§ Set problem:
Turn the data lines into a numbered list, dropping blank lines. Begin at the line that contains "Find the haze" and stop after the line that contains "[[[256,94],[0,91],[0,169],[256,169]]]", both included.

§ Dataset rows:
------------------------------------------------------------
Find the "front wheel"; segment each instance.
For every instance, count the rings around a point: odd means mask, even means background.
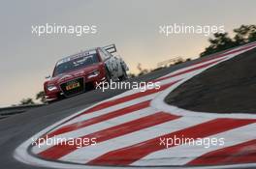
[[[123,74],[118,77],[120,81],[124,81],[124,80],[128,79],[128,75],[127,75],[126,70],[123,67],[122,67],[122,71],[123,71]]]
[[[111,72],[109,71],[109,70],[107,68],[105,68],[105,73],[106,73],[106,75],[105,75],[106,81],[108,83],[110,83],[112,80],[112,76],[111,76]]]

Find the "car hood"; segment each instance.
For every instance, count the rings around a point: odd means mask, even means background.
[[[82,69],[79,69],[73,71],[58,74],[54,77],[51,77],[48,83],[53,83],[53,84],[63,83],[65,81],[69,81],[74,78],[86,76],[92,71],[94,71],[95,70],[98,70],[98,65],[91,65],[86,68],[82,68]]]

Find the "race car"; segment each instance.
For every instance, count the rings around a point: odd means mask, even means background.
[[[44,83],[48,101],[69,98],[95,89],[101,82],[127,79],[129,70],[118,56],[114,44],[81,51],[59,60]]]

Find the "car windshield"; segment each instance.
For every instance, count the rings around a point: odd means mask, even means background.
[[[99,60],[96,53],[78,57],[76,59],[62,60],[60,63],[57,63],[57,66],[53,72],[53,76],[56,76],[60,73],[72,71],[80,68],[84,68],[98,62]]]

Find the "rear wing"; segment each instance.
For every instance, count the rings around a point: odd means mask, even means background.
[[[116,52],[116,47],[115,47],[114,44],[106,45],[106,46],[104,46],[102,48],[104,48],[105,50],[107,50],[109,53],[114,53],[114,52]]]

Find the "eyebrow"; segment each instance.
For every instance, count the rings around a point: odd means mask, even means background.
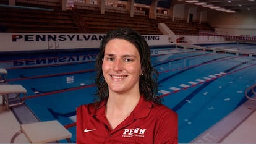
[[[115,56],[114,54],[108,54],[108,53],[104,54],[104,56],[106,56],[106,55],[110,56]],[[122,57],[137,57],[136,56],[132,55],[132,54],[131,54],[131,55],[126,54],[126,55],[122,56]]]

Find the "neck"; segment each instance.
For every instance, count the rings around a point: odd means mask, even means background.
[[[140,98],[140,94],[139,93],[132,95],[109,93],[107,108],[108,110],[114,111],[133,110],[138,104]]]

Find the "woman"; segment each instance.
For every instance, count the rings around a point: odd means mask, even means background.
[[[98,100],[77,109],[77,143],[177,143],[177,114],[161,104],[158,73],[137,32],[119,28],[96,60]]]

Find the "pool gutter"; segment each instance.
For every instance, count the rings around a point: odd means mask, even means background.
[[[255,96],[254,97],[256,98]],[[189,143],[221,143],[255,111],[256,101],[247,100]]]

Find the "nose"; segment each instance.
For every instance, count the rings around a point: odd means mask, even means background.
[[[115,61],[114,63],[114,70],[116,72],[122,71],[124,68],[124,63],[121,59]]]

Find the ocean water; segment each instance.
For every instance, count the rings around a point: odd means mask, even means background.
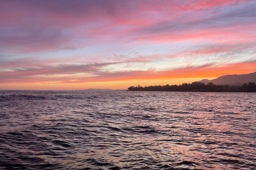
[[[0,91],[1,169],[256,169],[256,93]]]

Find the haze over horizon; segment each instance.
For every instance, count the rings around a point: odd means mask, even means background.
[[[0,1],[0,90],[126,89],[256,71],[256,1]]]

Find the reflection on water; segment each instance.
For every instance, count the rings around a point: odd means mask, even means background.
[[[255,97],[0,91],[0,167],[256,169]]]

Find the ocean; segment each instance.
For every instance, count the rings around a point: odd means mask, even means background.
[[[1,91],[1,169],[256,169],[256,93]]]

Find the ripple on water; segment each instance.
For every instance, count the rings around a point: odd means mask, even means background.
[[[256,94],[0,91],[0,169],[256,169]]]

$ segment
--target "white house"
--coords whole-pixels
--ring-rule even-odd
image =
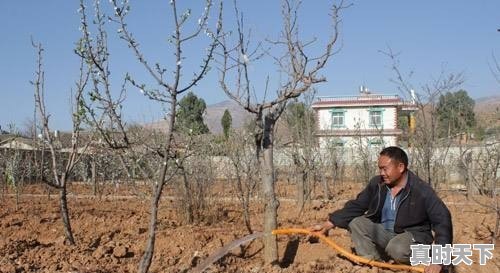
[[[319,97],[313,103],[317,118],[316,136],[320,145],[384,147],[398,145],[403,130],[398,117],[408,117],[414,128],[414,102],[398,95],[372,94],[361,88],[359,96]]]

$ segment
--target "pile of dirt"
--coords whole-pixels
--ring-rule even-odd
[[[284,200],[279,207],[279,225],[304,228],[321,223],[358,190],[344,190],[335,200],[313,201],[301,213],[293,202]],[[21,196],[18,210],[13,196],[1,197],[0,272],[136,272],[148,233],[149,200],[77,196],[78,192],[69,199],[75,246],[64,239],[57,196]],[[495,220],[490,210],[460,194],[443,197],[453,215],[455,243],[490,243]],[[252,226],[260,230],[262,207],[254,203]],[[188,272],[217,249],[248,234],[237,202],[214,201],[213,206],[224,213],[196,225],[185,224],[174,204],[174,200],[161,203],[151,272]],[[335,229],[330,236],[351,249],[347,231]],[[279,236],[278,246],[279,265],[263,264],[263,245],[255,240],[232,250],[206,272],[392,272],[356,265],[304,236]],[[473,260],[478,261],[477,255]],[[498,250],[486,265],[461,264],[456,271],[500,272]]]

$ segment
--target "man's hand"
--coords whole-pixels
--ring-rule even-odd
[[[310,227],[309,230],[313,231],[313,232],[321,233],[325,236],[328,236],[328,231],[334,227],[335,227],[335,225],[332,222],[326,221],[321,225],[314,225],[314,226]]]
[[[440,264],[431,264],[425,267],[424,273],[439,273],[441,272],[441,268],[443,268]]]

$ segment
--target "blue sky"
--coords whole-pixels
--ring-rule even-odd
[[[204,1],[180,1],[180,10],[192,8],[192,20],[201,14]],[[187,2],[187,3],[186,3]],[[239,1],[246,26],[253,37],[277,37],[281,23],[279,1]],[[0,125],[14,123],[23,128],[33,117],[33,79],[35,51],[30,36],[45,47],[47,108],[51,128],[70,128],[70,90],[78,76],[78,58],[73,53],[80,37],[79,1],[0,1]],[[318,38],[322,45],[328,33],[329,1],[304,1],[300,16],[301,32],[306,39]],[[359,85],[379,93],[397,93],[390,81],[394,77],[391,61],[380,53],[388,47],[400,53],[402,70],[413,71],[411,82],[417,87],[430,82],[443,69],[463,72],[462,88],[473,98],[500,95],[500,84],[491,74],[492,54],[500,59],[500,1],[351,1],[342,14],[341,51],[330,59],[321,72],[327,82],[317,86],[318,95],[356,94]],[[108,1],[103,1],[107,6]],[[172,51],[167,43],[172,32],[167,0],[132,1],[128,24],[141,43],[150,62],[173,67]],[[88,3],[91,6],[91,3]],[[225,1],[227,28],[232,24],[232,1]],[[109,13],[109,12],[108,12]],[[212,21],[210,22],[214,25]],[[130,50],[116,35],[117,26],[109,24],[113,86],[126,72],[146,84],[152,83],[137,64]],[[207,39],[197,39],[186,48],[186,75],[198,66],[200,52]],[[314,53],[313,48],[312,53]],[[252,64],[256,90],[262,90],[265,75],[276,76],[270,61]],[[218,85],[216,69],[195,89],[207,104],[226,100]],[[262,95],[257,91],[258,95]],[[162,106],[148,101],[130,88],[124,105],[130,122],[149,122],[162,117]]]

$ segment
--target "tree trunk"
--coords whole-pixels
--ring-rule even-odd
------------------------------------------------------------
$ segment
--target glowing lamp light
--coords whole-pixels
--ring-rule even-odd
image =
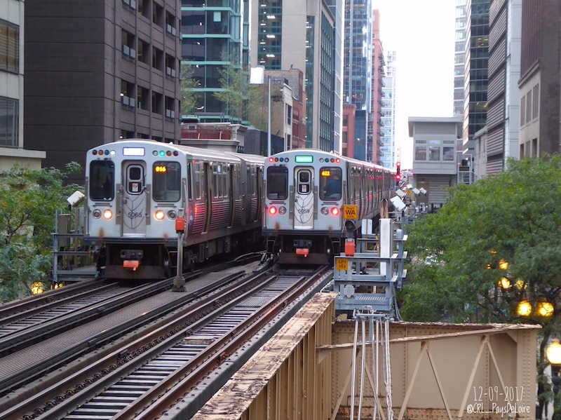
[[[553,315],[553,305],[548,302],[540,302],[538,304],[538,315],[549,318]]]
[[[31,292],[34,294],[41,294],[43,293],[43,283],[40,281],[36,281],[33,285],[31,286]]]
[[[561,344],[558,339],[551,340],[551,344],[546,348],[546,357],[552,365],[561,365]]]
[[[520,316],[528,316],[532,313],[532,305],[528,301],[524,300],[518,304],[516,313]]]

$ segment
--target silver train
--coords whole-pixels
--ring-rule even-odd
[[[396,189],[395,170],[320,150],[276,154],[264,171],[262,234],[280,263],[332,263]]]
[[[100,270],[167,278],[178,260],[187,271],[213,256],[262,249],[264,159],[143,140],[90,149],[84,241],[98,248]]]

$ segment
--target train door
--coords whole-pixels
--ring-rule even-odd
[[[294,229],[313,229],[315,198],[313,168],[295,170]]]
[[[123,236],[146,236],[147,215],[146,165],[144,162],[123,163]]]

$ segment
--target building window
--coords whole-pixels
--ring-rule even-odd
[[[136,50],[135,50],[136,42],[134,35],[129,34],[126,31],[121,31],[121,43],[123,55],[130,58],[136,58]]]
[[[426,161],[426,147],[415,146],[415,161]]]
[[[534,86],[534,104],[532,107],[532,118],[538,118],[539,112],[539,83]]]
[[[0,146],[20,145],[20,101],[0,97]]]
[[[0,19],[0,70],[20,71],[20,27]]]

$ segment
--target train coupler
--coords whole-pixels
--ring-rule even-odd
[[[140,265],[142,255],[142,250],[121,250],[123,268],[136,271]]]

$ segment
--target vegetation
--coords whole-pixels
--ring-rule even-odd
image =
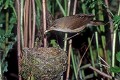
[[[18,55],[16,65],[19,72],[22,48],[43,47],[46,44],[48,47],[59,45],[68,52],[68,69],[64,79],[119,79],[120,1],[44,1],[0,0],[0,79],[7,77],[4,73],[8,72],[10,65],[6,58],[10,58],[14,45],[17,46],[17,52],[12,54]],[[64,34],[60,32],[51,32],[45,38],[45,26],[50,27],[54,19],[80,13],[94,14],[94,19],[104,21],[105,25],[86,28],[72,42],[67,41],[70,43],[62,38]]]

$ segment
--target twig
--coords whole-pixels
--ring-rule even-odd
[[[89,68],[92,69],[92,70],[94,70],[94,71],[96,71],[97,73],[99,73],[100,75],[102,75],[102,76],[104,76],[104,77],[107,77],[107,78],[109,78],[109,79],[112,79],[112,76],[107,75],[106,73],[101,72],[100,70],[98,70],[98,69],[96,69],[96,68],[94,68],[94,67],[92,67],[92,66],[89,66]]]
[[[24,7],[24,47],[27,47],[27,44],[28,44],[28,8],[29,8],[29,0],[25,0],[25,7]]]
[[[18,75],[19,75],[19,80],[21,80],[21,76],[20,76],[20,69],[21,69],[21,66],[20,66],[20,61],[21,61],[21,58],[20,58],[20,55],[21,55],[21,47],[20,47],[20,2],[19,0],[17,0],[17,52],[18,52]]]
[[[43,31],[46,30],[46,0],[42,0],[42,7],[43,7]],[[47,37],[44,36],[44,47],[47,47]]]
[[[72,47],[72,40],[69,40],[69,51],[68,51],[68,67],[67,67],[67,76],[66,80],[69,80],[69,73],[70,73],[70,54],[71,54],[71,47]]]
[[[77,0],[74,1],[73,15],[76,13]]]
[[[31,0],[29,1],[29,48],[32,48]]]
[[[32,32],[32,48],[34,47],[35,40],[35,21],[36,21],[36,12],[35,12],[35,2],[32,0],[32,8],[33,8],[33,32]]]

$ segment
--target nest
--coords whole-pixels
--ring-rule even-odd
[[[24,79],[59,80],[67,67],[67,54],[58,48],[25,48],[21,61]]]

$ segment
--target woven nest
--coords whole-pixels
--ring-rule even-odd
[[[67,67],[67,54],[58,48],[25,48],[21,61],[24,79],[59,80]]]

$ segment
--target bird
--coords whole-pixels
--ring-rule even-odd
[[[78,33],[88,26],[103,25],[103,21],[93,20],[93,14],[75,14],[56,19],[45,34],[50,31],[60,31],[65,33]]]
------------------------------------------------------------
§ Complete response:
1. Find the haze over horizon; segment each instance.
2. For every instance, count the rings around a point: odd means mask, even means background.
3. [[[0,1],[0,90],[126,89],[256,71],[256,1]]]
4. Find the reflection on water; segment each instance.
5. For every instance, count the rings around a point: odd means mask, even means background.
6. [[[255,97],[0,91],[0,167],[256,169]]]
7. Find the ocean; segment each instance.
8. For every instance, count the rings around a point: odd means mask, even means background.
9. [[[1,91],[1,169],[256,169],[256,93]]]
10. Find the ripple on water; segment each instance.
11. For every instance, count the rings around a point: odd means mask, even means background.
12. [[[256,94],[0,91],[0,169],[256,169]]]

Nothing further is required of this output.